• [EXERCISE DESCRIPTION]
List each line of the material below that contains the word "front".
====== RECORDS SUPPLIED ======
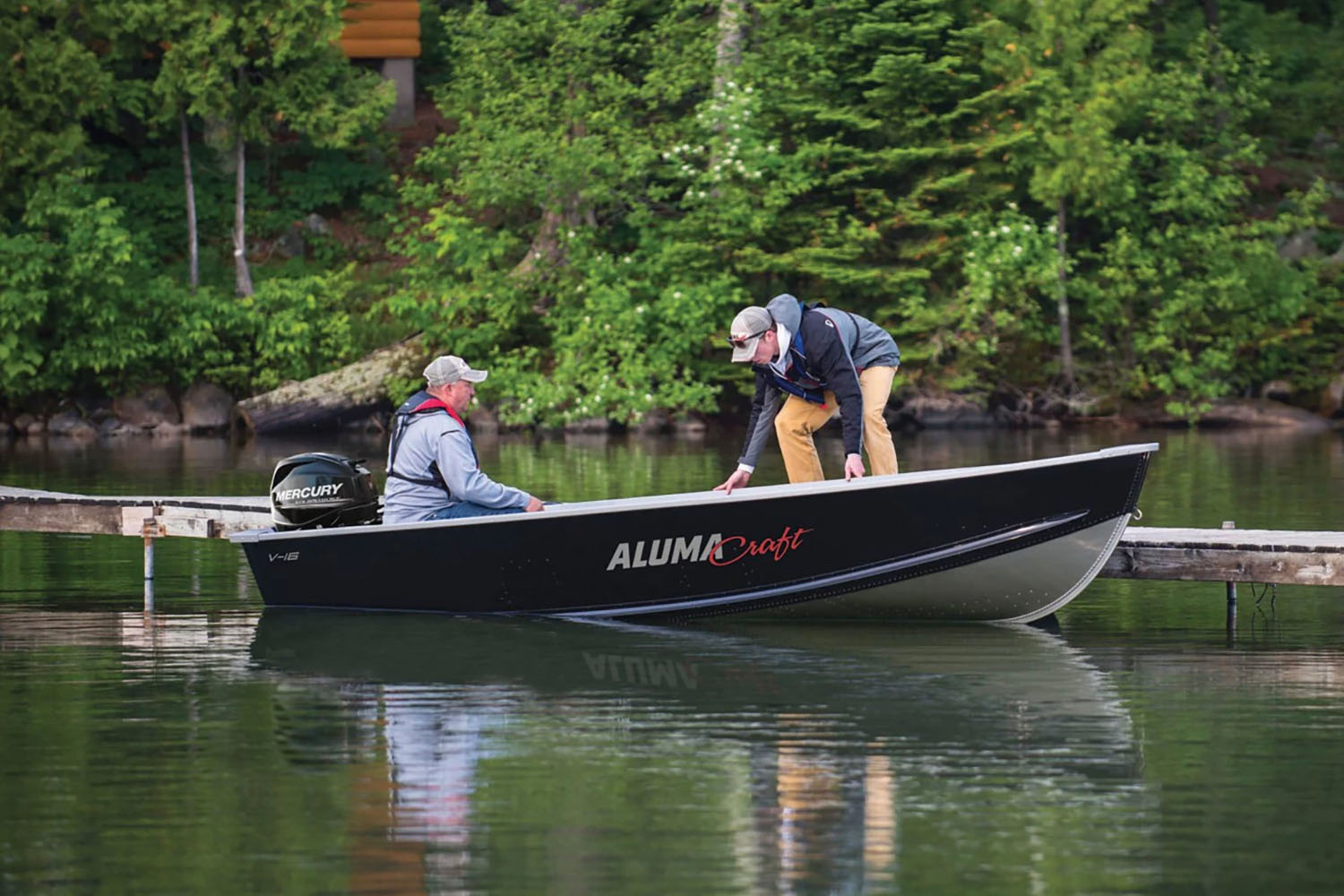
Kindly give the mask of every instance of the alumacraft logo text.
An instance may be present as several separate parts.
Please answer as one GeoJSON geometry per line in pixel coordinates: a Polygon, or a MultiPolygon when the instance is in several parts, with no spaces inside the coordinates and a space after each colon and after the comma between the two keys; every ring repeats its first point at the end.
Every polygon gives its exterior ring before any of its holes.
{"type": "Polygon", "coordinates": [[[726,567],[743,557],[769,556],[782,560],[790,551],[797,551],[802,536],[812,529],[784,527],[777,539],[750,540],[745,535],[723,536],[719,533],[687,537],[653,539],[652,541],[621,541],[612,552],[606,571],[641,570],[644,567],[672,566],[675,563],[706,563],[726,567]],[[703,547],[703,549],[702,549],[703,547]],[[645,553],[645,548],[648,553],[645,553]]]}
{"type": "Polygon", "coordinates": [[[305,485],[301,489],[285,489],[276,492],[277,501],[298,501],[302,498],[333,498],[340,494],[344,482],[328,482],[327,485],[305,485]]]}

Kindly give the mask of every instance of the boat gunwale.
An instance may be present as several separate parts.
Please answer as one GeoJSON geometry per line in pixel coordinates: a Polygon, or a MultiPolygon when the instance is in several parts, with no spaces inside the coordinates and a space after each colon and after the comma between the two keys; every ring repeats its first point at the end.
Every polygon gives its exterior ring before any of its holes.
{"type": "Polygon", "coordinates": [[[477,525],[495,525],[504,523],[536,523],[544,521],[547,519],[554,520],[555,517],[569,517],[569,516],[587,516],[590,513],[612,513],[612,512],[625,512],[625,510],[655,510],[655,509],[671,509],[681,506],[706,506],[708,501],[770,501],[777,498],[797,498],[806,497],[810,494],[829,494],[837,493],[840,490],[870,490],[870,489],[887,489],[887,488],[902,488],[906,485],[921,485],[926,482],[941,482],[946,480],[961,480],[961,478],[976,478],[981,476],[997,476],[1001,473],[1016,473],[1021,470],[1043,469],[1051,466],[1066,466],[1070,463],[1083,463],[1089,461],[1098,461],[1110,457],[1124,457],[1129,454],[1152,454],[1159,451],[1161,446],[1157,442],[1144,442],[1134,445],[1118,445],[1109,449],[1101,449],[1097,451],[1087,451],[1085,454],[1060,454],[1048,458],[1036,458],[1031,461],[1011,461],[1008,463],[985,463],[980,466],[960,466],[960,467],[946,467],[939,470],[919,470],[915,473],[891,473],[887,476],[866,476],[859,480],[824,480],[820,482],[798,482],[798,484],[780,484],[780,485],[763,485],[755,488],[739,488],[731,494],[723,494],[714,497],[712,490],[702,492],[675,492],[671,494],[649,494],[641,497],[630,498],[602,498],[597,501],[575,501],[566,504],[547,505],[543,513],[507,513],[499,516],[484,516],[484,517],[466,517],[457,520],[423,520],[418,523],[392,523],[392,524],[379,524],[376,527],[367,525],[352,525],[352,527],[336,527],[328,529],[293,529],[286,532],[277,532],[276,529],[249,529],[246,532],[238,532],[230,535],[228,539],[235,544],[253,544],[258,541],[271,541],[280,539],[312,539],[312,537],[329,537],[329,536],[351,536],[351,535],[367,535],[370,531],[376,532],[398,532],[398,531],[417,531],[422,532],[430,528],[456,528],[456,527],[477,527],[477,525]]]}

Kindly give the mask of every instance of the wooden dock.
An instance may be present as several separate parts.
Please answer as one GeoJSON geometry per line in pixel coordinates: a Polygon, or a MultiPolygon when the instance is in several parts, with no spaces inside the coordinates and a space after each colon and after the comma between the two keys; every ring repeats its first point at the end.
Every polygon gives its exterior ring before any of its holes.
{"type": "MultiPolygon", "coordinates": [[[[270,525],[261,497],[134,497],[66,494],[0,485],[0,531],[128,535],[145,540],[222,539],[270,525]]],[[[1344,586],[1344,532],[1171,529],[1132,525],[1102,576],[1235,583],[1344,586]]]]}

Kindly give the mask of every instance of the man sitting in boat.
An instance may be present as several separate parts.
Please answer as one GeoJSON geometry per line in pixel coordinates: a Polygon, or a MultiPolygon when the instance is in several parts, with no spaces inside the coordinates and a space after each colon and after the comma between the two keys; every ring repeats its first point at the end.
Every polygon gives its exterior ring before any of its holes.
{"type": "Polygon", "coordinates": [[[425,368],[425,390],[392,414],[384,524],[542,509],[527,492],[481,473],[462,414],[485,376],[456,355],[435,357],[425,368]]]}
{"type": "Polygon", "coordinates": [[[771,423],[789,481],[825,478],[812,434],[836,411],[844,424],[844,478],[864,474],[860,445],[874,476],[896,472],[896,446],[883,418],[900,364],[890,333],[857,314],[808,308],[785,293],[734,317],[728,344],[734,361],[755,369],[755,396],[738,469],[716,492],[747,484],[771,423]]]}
======
====== RECORDS SUPPLIED ======
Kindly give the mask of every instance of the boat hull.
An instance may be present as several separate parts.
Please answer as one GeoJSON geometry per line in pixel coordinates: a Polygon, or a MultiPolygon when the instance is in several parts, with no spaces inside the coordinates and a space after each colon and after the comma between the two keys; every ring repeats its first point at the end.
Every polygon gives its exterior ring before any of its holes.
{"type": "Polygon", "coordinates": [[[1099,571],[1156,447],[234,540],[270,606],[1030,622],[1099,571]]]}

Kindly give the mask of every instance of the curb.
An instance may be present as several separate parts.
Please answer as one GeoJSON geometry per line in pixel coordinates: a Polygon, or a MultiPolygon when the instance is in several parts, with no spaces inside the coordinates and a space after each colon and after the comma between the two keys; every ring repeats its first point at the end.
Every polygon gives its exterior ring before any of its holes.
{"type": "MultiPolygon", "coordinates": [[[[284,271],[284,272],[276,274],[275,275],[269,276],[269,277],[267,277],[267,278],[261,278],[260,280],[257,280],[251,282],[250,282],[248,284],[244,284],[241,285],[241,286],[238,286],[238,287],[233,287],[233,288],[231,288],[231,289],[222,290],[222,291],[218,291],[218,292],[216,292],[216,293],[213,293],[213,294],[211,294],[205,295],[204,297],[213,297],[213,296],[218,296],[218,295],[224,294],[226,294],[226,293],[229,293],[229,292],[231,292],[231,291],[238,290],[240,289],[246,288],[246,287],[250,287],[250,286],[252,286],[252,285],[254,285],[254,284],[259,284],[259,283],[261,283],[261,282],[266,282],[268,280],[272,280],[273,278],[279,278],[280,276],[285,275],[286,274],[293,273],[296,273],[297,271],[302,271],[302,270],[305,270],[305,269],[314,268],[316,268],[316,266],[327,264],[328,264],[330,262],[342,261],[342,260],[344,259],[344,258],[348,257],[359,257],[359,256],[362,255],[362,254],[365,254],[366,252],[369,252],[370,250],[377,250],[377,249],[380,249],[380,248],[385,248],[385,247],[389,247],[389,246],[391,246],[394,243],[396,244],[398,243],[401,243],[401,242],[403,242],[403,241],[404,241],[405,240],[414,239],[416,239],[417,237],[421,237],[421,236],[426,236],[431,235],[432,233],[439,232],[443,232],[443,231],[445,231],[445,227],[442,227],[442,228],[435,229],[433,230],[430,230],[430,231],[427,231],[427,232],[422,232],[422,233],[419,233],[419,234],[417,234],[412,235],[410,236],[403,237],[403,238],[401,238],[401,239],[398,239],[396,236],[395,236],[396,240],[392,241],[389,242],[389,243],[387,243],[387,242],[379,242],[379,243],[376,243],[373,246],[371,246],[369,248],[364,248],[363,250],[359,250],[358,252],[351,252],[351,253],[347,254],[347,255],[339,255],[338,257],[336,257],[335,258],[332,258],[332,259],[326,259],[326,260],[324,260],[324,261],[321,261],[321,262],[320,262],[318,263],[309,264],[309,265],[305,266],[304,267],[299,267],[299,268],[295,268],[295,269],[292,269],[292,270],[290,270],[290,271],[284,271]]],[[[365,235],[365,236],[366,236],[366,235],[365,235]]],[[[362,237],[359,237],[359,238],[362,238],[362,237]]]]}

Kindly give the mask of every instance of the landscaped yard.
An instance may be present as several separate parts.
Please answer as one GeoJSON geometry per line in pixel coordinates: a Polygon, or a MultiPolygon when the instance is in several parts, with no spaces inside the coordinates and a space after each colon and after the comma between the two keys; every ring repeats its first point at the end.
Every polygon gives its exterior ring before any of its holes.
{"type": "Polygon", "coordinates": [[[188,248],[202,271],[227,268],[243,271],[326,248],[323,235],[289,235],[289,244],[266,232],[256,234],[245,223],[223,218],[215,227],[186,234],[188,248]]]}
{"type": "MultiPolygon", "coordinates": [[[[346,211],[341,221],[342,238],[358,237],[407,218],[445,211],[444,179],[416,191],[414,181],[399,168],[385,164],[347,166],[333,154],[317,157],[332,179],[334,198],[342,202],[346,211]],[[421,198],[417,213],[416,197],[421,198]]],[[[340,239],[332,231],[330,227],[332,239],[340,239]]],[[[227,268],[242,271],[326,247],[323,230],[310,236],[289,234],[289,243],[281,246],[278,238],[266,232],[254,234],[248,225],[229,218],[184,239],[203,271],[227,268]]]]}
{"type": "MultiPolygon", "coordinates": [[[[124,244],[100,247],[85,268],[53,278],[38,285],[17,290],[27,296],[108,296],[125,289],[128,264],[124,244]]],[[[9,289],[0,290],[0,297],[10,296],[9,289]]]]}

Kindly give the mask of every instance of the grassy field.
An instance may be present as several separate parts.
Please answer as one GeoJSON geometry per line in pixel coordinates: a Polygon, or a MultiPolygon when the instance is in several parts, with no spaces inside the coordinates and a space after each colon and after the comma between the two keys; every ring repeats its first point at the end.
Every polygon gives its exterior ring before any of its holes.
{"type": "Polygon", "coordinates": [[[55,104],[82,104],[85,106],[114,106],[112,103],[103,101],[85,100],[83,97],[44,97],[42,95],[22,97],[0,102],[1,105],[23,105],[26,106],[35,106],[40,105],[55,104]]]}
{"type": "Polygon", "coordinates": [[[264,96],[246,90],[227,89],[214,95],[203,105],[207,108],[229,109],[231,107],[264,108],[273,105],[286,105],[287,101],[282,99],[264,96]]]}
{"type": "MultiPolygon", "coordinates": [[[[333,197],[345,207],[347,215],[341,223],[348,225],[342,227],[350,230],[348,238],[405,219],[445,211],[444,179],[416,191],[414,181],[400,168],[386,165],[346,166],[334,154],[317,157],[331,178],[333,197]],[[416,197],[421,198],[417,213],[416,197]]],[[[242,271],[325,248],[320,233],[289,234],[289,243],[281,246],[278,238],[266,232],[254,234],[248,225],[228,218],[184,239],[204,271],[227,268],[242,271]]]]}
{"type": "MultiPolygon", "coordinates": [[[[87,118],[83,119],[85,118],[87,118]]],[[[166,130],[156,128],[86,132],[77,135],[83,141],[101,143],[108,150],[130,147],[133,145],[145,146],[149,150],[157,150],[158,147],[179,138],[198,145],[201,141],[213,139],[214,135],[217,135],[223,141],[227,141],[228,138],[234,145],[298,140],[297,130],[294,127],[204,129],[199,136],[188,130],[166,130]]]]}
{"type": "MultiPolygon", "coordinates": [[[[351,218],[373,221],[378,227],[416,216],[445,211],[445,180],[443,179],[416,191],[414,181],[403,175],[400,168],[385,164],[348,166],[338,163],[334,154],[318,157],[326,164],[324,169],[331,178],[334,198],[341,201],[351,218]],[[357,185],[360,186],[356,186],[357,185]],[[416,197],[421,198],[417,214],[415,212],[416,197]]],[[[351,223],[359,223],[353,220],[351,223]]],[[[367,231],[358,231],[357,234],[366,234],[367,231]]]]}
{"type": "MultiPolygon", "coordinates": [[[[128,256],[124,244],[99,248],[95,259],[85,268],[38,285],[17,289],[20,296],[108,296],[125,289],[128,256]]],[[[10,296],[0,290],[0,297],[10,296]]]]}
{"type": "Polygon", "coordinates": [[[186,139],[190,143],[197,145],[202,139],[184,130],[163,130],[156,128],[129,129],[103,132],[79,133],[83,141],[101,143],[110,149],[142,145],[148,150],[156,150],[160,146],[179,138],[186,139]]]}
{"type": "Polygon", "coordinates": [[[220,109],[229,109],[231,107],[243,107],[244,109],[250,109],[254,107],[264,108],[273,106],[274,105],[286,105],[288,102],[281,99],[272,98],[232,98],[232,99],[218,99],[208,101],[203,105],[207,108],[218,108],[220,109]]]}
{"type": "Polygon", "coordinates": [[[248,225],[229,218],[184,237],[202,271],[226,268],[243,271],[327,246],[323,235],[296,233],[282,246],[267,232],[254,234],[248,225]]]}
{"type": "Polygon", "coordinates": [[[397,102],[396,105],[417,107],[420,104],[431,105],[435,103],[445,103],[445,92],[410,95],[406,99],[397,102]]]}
======
====== RECORDS SUPPLIED ======
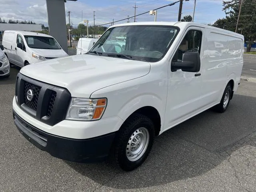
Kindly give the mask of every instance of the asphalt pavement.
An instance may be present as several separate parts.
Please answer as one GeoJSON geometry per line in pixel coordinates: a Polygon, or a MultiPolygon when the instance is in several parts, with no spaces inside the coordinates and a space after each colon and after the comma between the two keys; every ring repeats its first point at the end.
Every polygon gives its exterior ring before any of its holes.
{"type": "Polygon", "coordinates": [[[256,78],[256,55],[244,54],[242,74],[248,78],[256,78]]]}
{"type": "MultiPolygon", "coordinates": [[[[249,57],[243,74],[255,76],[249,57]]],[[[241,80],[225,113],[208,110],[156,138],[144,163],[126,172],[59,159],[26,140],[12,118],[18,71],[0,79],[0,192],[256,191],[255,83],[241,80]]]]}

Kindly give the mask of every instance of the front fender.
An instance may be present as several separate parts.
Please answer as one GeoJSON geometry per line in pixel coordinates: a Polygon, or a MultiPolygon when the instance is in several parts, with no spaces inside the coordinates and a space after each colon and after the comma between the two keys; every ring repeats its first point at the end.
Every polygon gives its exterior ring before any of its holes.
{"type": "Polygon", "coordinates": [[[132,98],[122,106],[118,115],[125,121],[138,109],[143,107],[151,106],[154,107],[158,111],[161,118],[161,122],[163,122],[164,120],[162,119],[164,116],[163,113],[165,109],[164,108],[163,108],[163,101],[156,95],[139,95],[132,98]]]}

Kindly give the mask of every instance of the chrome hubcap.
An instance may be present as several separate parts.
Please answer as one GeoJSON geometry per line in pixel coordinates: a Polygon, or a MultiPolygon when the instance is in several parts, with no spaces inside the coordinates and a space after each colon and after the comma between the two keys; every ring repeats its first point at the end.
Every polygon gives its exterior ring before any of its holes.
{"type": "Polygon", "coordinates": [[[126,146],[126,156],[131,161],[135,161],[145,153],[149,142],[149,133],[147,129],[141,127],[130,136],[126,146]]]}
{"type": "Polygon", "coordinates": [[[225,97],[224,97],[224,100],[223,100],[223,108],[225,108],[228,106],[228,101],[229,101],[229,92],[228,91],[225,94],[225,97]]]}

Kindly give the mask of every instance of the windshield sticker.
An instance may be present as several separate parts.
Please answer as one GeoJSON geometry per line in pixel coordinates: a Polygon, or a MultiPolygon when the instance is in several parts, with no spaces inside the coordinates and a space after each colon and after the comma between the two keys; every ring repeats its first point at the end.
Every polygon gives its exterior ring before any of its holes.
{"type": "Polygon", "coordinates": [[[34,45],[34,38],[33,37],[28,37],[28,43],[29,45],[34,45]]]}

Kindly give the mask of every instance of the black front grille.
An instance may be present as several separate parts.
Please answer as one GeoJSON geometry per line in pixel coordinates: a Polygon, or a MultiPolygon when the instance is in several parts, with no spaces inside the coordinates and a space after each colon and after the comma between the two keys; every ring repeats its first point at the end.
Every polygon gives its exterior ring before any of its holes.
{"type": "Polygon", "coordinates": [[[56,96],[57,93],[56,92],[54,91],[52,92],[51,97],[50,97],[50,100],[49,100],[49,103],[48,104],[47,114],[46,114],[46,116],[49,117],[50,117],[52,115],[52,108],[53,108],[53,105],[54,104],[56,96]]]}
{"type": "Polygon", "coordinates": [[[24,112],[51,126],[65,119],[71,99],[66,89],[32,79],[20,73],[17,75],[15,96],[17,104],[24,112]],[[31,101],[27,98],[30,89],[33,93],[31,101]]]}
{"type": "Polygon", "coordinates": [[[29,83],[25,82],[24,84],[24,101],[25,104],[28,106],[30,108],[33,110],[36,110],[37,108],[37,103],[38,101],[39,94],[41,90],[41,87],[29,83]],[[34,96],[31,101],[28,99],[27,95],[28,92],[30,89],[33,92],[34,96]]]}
======
• [EXERCISE ANSWER]
Kindly give the mask of every instance of the front fender.
Kindly give the mask of every instance of the black front grille.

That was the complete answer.